→ YOUR OBJECTIVE
Repeat every record below exactly as written.

→ RECORDS SHOWN
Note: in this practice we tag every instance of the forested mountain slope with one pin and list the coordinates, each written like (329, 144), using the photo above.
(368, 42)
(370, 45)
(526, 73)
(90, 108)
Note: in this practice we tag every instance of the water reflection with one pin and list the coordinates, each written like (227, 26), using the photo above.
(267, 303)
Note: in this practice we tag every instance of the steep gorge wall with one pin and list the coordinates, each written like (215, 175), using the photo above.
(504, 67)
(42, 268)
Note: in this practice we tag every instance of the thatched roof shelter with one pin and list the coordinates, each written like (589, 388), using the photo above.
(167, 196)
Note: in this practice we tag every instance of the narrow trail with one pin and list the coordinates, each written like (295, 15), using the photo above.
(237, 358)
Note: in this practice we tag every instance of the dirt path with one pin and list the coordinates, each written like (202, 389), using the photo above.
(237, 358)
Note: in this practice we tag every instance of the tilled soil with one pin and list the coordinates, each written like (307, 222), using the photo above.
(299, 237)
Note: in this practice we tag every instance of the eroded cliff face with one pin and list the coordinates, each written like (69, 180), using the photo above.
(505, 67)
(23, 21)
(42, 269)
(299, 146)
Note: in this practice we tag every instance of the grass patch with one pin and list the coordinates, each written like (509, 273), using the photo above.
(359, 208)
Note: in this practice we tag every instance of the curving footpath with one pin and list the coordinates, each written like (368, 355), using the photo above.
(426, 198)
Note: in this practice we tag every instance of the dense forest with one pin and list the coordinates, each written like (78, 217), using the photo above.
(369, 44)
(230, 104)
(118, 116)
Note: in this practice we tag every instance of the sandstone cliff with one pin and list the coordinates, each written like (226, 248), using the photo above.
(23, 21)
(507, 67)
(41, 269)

→ SOLUTION TO THE PROBLEM
Note: in this practice we tag every instance of the forested mountain slope with one pin and list the coordinates, each written like (329, 144), using the photo above.
(368, 42)
(370, 45)
(526, 73)
(90, 108)
Note: in this practice we tag every instance of the water reflection with one pin and list the coordinates, each written like (227, 26), using the photo above.
(267, 303)
Note: in this practice we tag every instance of the steep gorge wall with one pin and list the coordinates, each written like (215, 175), using the photo above.
(504, 67)
(42, 268)
Note: in this practice we tag every instance of the thatched roof shelter with one pin and list the coordinates, each written like (589, 388), using the photo above.
(167, 196)
Note: in this practice we tag every instance of the narrow trail with one pin and list the coordinates, each written like (295, 15), using the photo above.
(237, 358)
Note: in this practice we tag every instance of the dirt path with one pin and list the coordinates, each written like (202, 389), using the photo above.
(237, 358)
Note: in this practice we tag every instance of the tilled soil with one pin and list the coordinates, each written like (307, 222), using the photo above.
(299, 237)
Note: in this practice we tag every instance of the eroded cliff face with one pin and list the coordinates, each written like (69, 180), using the photo above.
(505, 67)
(23, 21)
(42, 269)
(299, 146)
Note: in this practice we tag every instance of the grass patch with one pin and list the coordinates, each written like (509, 273), using the photo above.
(359, 208)
Note: in this practice we tag every instance of the curving footpath with one pin and list the coordinates, each written like (368, 355), using the photo above.
(426, 198)
Note: in this practice we tag every instance of the dense forest with one pin and list the coordinates, each written like (78, 217), using the photo above.
(369, 44)
(230, 104)
(118, 116)
Note: in this practice we tag every instance of the sandstone cliff with one pin and list the coordinates, each written like (226, 248), using the photo above.
(23, 21)
(507, 67)
(41, 269)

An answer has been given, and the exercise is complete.